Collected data
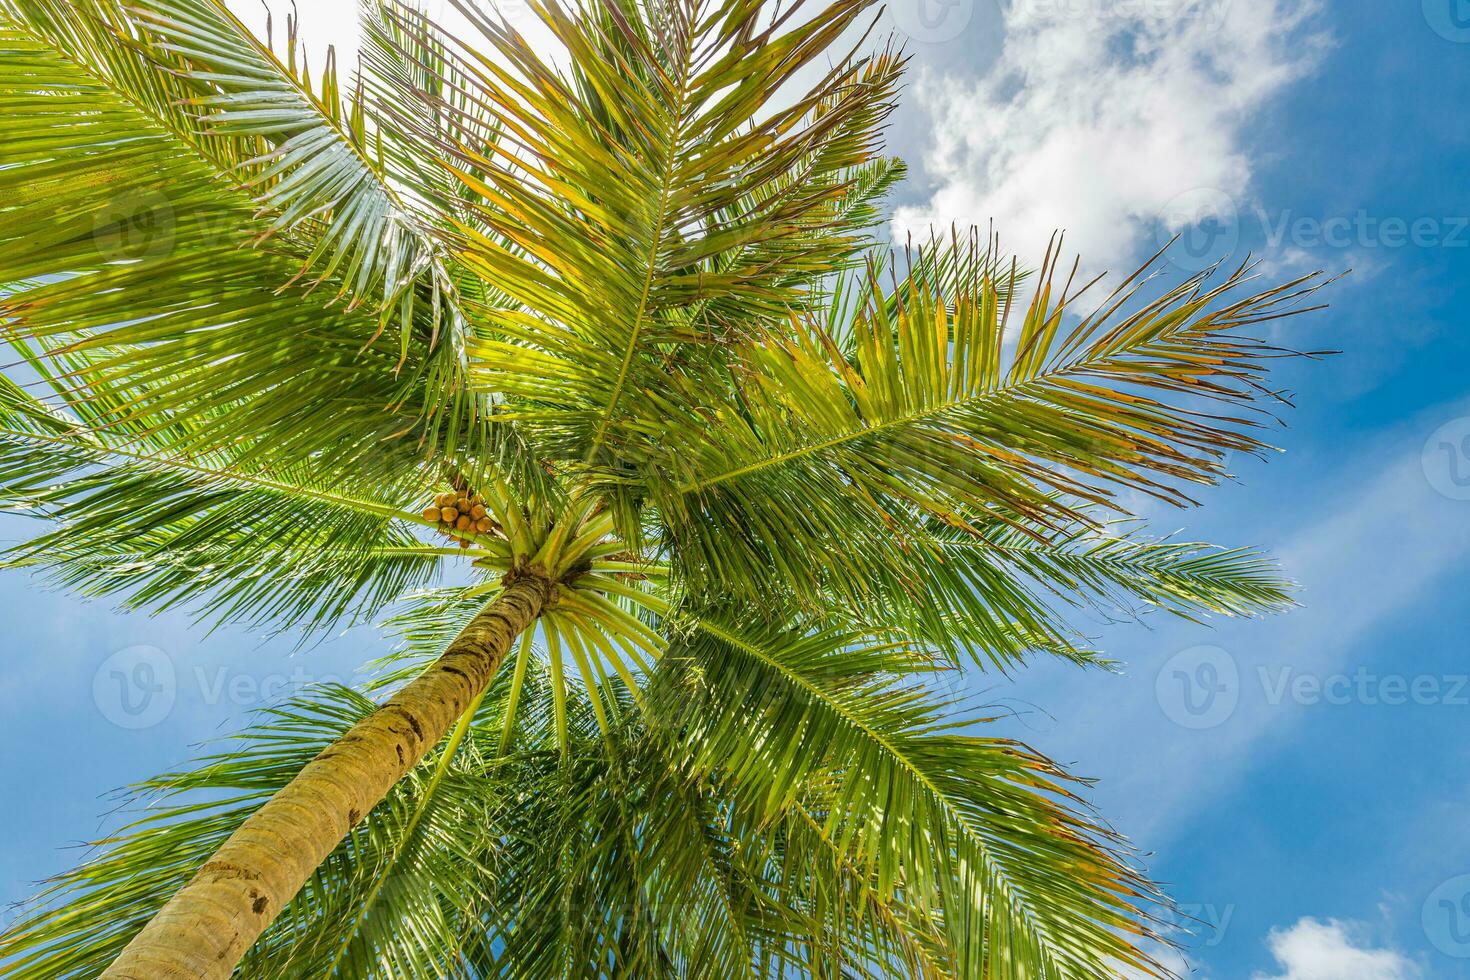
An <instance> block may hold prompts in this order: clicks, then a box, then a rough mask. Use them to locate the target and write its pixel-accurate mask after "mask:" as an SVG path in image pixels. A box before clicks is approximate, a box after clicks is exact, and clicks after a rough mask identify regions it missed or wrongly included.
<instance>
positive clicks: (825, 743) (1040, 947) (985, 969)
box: [659, 617, 1161, 980]
mask: <svg viewBox="0 0 1470 980" xmlns="http://www.w3.org/2000/svg"><path fill="white" fill-rule="evenodd" d="M689 627H691V629H689V633H688V638H686V641H685V642H684V644H681V645H679V646H678V648H676V649H670V652H669V655H667V657H666V660H664V664H666V666H667V669H669V673H667V676H664V677H660V683H661V685H666V686H664V688H663V692H661V696H660V701H659V704H660V711H661V713H667V714H666V718H667V721H666V723H669V724H673V726H675V727H676V730H679V732H681V735H682V738H684V741H685V745H688V749H686V751H688V752H689V754H691V758H692V760H694V763H695V764H697V765H700V767H706V768H709V770H719V771H720V773H725V774H726V776H728V779H731V780H732V782H735V783H736V785H739V786H742V788H745V789H747V792H751V793H757V796H759V798H763V799H764V808H766V810H764V814H766V818H767V820H769V818H772V817H773V815H775V814H779V813H784V811H788V813H789V810H791V808H792V807H795V805H797V804H800V805H801V807H803V808H804V810H807V811H808V813H810V814H811V815H813V818H814V820H816V821H817V823H820V827H822V837H825V839H831V840H836V842H839V846H841V848H842V851H844V852H850V854H851V855H853V860H854V861H856V862H857V864H858V865H861V867H870V868H872V870H873V874H875V879H876V880H875V883H873V889H875V892H876V895H878V896H879V898H886V896H892V895H903V898H904V902H906V904H908V905H913V907H917V908H919V909H922V911H923V912H926V914H929V915H933V917H935V920H936V921H939V923H941V924H942V929H944V936H945V949H947V951H948V954H950V955H951V956H953V958H954V967H953V970H954V973H956V974H957V976H964V977H1016V979H1017V980H1022V979H1036V977H1111V976H1116V974H1117V973H1119V971H1120V970H1125V968H1133V970H1141V971H1145V973H1148V971H1155V970H1158V967H1157V964H1154V962H1152V961H1151V959H1150V958H1148V956H1147V955H1145V954H1142V952H1141V951H1139V949H1138V945H1136V939H1139V937H1151V930H1150V929H1148V927H1147V926H1141V923H1147V921H1148V917H1150V914H1151V911H1152V909H1157V908H1161V905H1157V902H1161V899H1160V898H1158V896H1157V893H1155V892H1154V890H1152V889H1151V886H1148V884H1147V882H1145V879H1144V877H1142V873H1141V871H1139V870H1138V868H1136V867H1133V865H1132V864H1130V862H1129V861H1127V860H1126V858H1125V854H1123V851H1125V845H1123V842H1122V840H1119V839H1117V837H1116V835H1114V833H1113V832H1111V830H1108V829H1107V827H1103V826H1100V824H1098V823H1095V821H1094V820H1092V818H1091V815H1089V814H1086V811H1083V810H1080V808H1079V805H1078V799H1076V796H1075V795H1073V793H1072V789H1070V786H1069V782H1070V780H1069V777H1066V776H1064V774H1063V773H1061V771H1060V770H1058V768H1057V767H1055V765H1054V764H1051V763H1050V761H1047V760H1045V758H1042V757H1038V755H1036V754H1033V752H1032V751H1029V749H1028V748H1026V746H1023V745H1019V743H1014V742H1008V741H1004V739H988V738H978V736H972V735H966V733H961V729H963V727H964V726H963V724H961V723H958V721H954V720H953V718H947V717H945V716H944V711H942V708H944V704H942V702H938V701H935V699H932V698H931V696H928V695H926V693H925V691H923V689H922V688H919V686H914V685H913V683H911V682H910V680H911V677H913V674H914V671H916V670H922V660H916V657H914V655H913V654H911V652H910V651H907V649H906V648H904V646H903V645H901V644H894V642H891V641H885V639H883V638H878V639H876V641H875V639H873V638H864V636H860V635H845V633H804V632H798V630H779V632H778V630H770V629H756V630H751V629H750V627H745V629H742V627H738V626H732V624H729V623H722V621H720V620H719V619H711V617H695V619H691V620H689ZM819 846H820V845H819ZM1139 930H1142V932H1139Z"/></svg>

## REQUIRED WORK
Check each line of the entries above, and show every one holding the word "instance".

## FINISHED EXERCISE
An <instance> block may hold prompts in this order: clicks, then a box, then a rough mask. Use them to locate the target and write its pixel-accurate mask after "mask:" as an SVG path in image pixels. A box before clicks is approximate, a box after clicks is exact, and clicks after a rough mask identify regions it missed or wrongly included.
<instance>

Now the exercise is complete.